◆ Work order
Copy out the entries below exactly as they stand, but only from the line containing "outline --target=blurred vegetation" through the line containing "Mark the region of every instance of the lichen-covered".
-- -- --
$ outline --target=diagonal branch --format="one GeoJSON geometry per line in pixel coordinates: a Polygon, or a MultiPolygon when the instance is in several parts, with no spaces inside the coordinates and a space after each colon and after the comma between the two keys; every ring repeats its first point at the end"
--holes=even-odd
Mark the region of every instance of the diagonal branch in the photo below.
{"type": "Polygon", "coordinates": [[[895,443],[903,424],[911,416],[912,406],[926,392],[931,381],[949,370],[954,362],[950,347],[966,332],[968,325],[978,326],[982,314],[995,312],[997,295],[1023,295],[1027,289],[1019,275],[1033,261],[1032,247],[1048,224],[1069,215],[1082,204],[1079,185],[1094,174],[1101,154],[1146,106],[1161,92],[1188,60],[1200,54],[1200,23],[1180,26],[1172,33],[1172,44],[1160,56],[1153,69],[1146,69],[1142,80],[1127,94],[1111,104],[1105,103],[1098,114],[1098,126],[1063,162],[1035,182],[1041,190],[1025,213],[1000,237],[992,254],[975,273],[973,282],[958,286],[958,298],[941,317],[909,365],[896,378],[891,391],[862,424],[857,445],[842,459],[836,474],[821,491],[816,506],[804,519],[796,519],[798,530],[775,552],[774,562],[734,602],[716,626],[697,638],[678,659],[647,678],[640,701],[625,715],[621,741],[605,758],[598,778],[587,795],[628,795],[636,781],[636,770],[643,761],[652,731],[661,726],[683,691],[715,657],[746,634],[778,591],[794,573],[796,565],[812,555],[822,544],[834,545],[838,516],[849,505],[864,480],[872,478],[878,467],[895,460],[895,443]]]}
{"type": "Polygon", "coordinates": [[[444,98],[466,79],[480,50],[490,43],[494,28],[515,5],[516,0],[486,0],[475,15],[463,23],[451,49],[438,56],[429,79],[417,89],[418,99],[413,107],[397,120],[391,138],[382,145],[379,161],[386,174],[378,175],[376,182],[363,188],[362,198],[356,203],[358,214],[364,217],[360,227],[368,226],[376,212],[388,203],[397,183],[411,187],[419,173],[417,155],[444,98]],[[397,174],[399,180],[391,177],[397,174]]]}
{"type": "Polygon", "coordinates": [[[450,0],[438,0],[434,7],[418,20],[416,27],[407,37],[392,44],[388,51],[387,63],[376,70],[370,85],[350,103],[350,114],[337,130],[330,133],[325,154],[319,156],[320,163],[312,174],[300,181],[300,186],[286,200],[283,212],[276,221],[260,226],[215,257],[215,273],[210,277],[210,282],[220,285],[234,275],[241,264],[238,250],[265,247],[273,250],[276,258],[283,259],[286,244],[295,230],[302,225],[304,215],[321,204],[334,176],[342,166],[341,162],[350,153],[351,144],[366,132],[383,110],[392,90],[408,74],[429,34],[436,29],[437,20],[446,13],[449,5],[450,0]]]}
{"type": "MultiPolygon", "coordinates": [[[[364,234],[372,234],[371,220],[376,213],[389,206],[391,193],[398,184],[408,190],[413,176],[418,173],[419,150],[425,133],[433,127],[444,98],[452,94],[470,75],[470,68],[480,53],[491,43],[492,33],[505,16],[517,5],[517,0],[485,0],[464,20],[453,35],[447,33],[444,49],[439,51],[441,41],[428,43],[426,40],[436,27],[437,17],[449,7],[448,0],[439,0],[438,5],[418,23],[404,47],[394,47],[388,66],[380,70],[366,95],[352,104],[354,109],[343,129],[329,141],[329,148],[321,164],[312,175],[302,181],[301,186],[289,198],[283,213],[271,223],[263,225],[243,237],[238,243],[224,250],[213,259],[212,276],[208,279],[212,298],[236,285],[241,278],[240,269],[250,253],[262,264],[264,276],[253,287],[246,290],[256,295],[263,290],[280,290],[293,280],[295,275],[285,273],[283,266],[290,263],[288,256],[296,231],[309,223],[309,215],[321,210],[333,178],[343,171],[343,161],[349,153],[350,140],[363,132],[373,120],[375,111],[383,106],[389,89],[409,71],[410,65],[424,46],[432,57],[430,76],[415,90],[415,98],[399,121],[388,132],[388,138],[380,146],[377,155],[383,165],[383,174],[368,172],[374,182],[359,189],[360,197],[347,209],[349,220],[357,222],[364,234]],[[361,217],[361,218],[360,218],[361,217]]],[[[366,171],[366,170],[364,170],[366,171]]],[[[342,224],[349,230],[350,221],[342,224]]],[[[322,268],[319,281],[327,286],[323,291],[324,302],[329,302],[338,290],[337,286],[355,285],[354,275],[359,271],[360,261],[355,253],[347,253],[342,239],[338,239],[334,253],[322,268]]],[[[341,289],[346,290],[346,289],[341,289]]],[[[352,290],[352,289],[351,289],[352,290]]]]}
-- -- --
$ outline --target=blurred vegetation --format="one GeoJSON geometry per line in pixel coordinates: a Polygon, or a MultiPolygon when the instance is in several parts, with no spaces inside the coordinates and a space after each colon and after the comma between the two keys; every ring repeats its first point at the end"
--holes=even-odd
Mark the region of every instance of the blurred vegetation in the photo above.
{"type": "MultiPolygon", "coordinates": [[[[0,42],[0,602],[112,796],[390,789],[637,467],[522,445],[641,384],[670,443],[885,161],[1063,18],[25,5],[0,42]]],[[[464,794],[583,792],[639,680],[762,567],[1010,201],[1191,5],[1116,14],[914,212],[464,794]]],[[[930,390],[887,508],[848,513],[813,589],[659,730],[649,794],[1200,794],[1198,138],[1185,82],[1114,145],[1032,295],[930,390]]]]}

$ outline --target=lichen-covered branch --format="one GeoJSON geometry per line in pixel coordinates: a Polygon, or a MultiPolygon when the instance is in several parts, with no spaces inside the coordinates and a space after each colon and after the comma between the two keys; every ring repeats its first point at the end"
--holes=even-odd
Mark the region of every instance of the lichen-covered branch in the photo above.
-- -- --
◆ Written response
$ outline --target=blurred vegetation --format="one GeoJSON geometry per line in pixel coordinates: a Polygon, or a MultiPolygon when the instance is in several parts, with no spaces inside the coordinates and a space after each colon and after the comma between the two keys; every ring repeats its first point at the end"
--holes=even-odd
Mark the region of every instance of the blurred vegetation in the photo above.
{"type": "MultiPolygon", "coordinates": [[[[0,42],[0,602],[112,796],[390,789],[637,467],[522,445],[641,384],[670,443],[885,161],[1063,18],[25,5],[0,42]]],[[[464,794],[583,792],[639,680],[762,567],[1010,201],[1191,5],[1116,14],[914,212],[464,794]]],[[[930,390],[887,508],[848,513],[813,589],[659,730],[649,794],[1200,794],[1198,138],[1185,82],[1114,145],[1032,295],[930,390]]]]}

$ outline --target=lichen-covered branch --format="one GeoJSON geometry per line in pixel coordinates: a Polygon, or a MultiPolygon when the instance is in several parts, with no spaces inside the coordinates and a space after each colon and after the comma between the two keys; every ring repeats its first point at the end"
--holes=even-odd
Mark the region of every instance of the lichen-covered branch in the photo above.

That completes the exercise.